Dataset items
(begin)
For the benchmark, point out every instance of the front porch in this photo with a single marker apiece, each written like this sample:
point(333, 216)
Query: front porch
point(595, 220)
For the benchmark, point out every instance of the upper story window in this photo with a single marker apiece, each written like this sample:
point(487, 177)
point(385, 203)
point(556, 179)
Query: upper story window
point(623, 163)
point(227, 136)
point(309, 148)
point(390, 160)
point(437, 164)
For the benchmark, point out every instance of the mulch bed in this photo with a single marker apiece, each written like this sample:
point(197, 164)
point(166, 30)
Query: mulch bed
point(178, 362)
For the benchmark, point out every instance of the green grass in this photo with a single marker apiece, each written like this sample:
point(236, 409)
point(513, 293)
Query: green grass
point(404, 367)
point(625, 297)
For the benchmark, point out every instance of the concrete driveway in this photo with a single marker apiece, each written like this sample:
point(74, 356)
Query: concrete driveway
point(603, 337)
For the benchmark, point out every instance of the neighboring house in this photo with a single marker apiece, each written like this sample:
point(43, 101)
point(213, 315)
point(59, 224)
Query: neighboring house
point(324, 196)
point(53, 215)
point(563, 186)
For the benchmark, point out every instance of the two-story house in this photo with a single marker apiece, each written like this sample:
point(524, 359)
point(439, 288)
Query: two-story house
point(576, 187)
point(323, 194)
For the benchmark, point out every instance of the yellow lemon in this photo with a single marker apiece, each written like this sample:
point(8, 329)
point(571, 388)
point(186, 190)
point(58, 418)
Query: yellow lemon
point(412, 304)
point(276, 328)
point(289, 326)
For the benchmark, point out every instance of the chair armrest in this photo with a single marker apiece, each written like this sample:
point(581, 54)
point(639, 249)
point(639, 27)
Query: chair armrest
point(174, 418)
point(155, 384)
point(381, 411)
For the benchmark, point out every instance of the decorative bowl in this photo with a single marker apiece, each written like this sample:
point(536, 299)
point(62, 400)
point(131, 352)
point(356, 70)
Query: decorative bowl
(end)
• _GIVEN EXERCISE_
Please write out the lines again from the first line up to and including the line with "point(595, 220)", substituting "back porch" for "front porch" and leaving everything else unchanged.

• _RESULT_
For the benchmark, point out every instance of the back porch in this photo with a single marker apiece, each written like this sample:
point(333, 216)
Query: back porch
point(595, 220)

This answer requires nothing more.